Source data:

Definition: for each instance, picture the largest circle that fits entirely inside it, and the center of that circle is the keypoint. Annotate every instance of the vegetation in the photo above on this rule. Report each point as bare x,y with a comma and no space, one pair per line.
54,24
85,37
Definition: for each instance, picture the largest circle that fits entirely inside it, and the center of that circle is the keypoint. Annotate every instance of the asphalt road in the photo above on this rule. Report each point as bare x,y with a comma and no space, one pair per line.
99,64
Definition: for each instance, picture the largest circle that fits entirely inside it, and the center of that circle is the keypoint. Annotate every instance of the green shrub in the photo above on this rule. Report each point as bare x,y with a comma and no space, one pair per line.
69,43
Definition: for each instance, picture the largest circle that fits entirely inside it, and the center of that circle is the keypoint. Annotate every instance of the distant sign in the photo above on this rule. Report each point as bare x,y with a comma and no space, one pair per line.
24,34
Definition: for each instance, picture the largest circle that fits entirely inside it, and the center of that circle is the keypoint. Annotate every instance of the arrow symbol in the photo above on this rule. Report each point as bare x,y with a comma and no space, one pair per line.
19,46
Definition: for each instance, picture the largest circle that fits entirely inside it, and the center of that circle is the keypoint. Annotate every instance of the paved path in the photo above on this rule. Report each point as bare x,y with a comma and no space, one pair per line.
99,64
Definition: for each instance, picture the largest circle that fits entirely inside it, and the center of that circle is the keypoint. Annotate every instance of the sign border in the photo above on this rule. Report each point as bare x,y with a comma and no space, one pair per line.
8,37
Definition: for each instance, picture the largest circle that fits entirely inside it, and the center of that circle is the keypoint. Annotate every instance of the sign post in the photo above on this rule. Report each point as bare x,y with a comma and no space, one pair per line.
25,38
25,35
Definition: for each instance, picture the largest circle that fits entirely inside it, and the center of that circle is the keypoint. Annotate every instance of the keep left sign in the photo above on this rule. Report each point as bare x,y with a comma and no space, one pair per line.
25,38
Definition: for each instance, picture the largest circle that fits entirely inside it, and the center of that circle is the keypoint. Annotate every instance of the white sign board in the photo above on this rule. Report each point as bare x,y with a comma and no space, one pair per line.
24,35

Aim of the exercise: Update the data above by rewriting every line with "keypoint" replaced by "anchor point" and nothing else altered.

Final answer:
Definition: for each instance, picture the largest circle that fits entirely inside it, and the center of that circle is the anchor point. Annotate every instance of the vegetation in the photo above on this rule. Report each point as bare x,y with a comma and no space, one pair per line.
54,24
85,37
Definition: for each instance, picture the largest circle that fits entirely inside it, and the center of that circle is the anchor point. Annotate every instance of the asphalt road in the photo above on this rule. Report each point as bare x,y with a comma and no space, one pair per line.
99,64
Definition: for each instance, picture the largest circle that fits entirely inside it, and the center of that circle is the anchor point. Annotate every instance of the green shrub in the photo above on this rule. Report each point as bare x,y with a comma and no space, one pair per line.
69,43
Definition: for each instance, picture the largest circle that fits entirely inside it, and the center of that circle is the anchor point. Annotate every instance of the distant sign in the photo above on this rule. Report each point as bare x,y with a comma and no space, one pair per line.
24,34
Definition: for each instance, picture the largest circle that fits entirely inside it, and the center of that circle is the anchor point. Annotate every instance of the arrow symbol in the photo above on this rule. Report each point as bare x,y with a comma and no space, one pair per line.
19,46
Definition: for each instance, picture the largest circle that fits entirely inside it, and the center of that circle is the anchor point. Annotate every instance of the paved path in the photo above on this rule. Report each point as bare x,y with a comma and no space, one pair per line.
99,64
Definition: for each instance, picture the largest circle that fits entirely inside it, and the center of that circle is the anchor point. Annotate every instance of the sign border in the photo above on this rule. Report each point as bare x,y with a comma and no space, one pair per line.
8,37
Definition: for each instance, picture the largest circle that fits entirely inside it, and the center of that circle is the anchor point. Annotate every instance of the sign post in the photo above on this rule. Report each point as bare x,y with a comma and no space, one pair per line.
25,38
25,35
Definition: for each instance, picture the largest circle that fits entirely inside it, and the center of that circle is the anchor point. Annotate every instance of the keep left sign in the photo above on this rule. Report each point as bare x,y with a comma and no space, one pair per line.
25,38
Definition: for each instance, picture the largest circle that fits entirely inside it, and the center of that circle is the anchor point. Annotate every instance of the white sign board in the photo above on this rule. Report each point as bare x,y with a comma and no space, one pair per line.
24,35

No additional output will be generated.